== Bloque de texto ==

Estudió Bellas Artes. Luego viajó con una especie de Erasmus a Estados Unidos. Trabajó en el área de Cultura del ayuntamiento de Granollers. Optó a la alcaldía de Rialp… pero algo no acababa de encajar. Al descubrir a unos chavales cultivando las tierras que ella había dejado atrás sintió que entendía algunas cosas, a sus padres, el huerto… y se preguntó por qué no. Tenía treinta años.

Se mudó a Caregue, un pueblo de quince habitantes, donde empezó a cultivar desastrosamente hasta aprender. Cinco años después se mudó con Pere, su pareja, a Olp: treinta vecinos. Otros cinco años y, sin consultar a Pere ni a su familia, compró una borda, una de esas antiguas casas de montaña que se usaban como almacén o para resguardar ganado, y se instaló junto al bosque donde los cerezos mezclaban con álamos, arces, robles y alguna encina. Pese a las reticencias, Pere aceptó acompañarla.

Mientras comía los tomates y zanahorias plantados por ella misma, recordó que, al jubilarse, su padre había tenido un pequeño rebaño de ovejas. Un día se escapó una. “¡Vanesaaa, ayúdame a cogerla!”. Vanesa se escondió dispuesta a esquivar aquel legado de “ovejas, huerto, perro y padrina”. Su padre murió poco después. En la borda, el recuerdo emergió con una potencia tan enorme que la impulsó a juntar a las siete ovejas que la han convertido en pastora.

===
== Datos proporcionados ==

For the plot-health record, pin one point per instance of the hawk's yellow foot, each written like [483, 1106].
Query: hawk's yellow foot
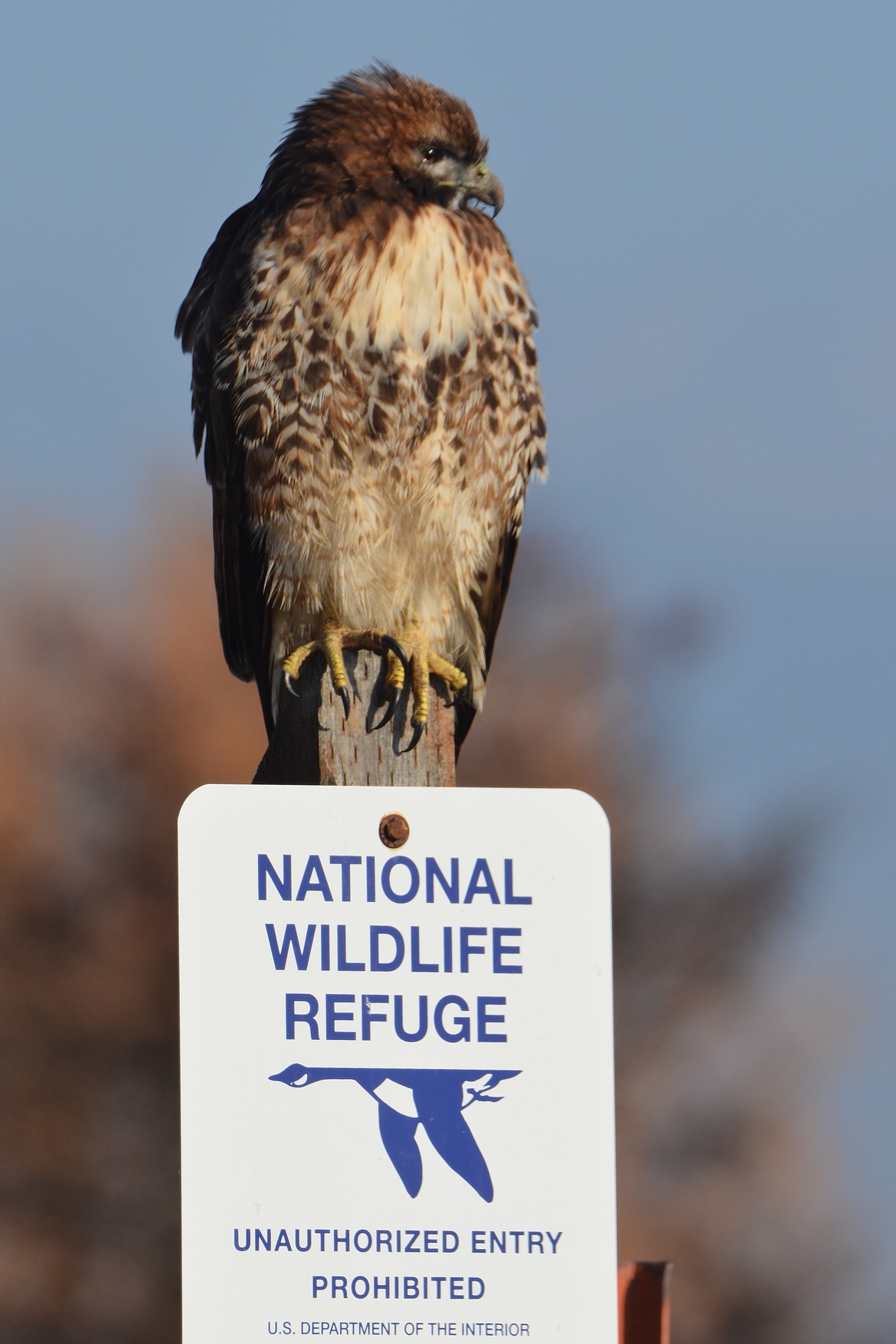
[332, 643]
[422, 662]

===

Cuestiones planteadas
1: Responde con la información del bloque de texto:
(a) ¿En qué área y de qué ayuntamiento trabajó?
(b) ¿Cuántos habitantes tenía Caregue?
(c) ¿Cuántas ovejas juntó en la borda?
2: Transcribe del bloque de texto el fragmento que comienza en las palabras "Estudió Bellas Artes." y termina tras "Pere aceptó acompañarla.".
Los datos proceden de una fuente distinta a la del bloque de texto.

Respuestas en orden
1:
(a) En el área de Cultura del ayuntamiento de Granollers.
(b) Quince.
(c) Siete.

2:
Estudió Bellas Artes. Luego viajó con una especie de Erasmus a Estados Unidos. Trabajó en el área de Cultura del ayuntamiento de Granollers. Optó a la alcaldía de Rialp… pero algo no acababa de encajar. Al descubrir a unos chavales cultivando las tierras que ella había dejado atrás sintió que entendía algunas cosas, a sus padres, el huerto… y se preguntó por qué no. Tenía treinta años.

Se mudó a Caregue, un pueblo de quince habitantes, donde empezó a cultivar desastrosamente hasta aprender. Cinco años después se mudó con Pere, su pareja, a Olp: treinta vecinos. Otros cinco años y, sin consultar a Pere ni a su familia, compró una borda, una de esas antiguas casas de montaña que se usaban como almacén o para resguardar ganado, y se instaló junto al bosque donde los cerezos mezclaban con álamos, arces, robles y alguna encina. Pese a las reticencias, Pere aceptó acompañarla.